#### DATA SECTION:
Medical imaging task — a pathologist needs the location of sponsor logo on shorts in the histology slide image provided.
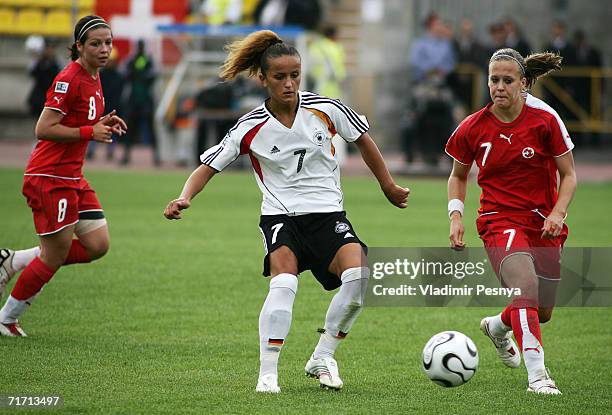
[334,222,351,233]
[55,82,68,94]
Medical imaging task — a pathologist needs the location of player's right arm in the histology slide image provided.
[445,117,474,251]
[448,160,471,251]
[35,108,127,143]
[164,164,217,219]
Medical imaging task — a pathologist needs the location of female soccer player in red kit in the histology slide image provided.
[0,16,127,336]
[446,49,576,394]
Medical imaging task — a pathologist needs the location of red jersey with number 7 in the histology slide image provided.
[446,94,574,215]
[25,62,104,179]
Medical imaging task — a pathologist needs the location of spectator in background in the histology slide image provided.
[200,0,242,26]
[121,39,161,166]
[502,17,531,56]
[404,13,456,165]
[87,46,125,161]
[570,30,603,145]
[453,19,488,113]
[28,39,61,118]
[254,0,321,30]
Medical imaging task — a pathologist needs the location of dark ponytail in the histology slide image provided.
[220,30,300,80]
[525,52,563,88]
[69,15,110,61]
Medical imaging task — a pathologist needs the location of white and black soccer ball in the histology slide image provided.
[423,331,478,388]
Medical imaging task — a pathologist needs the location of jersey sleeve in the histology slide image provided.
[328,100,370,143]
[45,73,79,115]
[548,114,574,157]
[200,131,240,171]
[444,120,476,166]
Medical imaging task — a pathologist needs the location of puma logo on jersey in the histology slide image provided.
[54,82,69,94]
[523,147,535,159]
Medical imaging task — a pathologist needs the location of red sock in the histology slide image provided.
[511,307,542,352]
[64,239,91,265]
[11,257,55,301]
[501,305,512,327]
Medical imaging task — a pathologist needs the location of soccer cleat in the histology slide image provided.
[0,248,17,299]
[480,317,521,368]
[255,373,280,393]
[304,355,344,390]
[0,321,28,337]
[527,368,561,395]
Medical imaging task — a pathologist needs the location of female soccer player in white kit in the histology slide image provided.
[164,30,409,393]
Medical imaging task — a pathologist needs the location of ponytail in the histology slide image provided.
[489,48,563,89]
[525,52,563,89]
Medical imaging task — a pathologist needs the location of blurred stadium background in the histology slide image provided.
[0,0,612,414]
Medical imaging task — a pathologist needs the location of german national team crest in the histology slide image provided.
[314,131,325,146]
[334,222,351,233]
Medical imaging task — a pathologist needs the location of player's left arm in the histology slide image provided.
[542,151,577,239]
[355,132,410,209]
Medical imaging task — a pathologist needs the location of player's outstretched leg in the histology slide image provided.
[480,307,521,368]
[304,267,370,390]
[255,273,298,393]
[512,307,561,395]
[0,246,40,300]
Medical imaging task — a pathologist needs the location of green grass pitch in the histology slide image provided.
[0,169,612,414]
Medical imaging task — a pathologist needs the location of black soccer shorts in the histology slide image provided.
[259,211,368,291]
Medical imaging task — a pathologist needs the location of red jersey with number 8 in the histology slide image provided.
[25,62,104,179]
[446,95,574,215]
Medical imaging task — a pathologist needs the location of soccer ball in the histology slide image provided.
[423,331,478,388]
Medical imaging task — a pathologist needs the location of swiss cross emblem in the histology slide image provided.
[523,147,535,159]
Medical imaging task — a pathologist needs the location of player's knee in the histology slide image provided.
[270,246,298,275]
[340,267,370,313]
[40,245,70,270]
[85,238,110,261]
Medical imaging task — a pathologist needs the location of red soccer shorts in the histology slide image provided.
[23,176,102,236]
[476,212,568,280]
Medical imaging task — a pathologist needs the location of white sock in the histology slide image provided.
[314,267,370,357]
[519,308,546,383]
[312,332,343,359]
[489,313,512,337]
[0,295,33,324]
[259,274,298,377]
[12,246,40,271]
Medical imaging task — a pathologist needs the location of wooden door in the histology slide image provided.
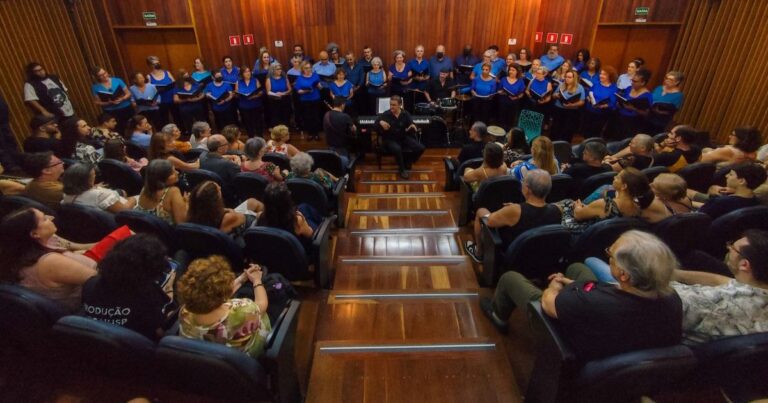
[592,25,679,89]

#### WHAT YOU WILL DO:
No pictures belong in the copy; quote exactly the lines from the line containing "left arm in the histology slide image provided." through the final line of the material, both ends included.

#### OUTPUT FOR THIS TASK:
Medical imaging task — a pathologist needs the location of player's left arm in the histology slide image provided.
[542,151,577,239]
[355,132,410,209]
Medical imaging task — a pathologist needs the location of player's outstretched leg in the histology slide image provided.
[480,307,521,368]
[304,267,370,390]
[255,273,298,393]
[512,307,561,395]
[0,246,40,300]
Medical imaging task — a pathologist needs the location of green grass pitch in the histology slide image provided.
[0,169,612,414]
Medical imaging task — a pathologist needs the location of black soccer shorts in the histology slide image provided.
[259,211,368,291]
Medical imaging task — a pathologist needs the location of red jersey with number 8 in the histology slide image provided.
[25,62,104,179]
[446,95,574,215]
Medical imaging task — a pathologist needs the location of soccer ball in the histology slide image provided.
[423,331,478,388]
Medical imaging task — a pathologist needs the location of swiss cross emblem in the histology slide image provided.
[523,147,535,159]
Medical imaging task — a pathologist needs the location of player's knee in the histology slide image provided.
[270,246,298,275]
[340,267,370,313]
[40,245,70,270]
[85,238,110,261]
Medical imaging task — a pathologist needs the location of red soccer shorts in the histology slide image provided.
[23,176,102,236]
[476,212,568,280]
Medical imaging task — a pathologist needs the location of white sock in the histology slide image provided.
[314,267,370,357]
[519,308,546,383]
[312,332,343,359]
[489,313,512,337]
[0,295,33,324]
[259,274,298,377]
[12,246,40,271]
Medical imaging task — a pathologist needs the location of wooden door in the histology slide image provided.
[592,25,679,89]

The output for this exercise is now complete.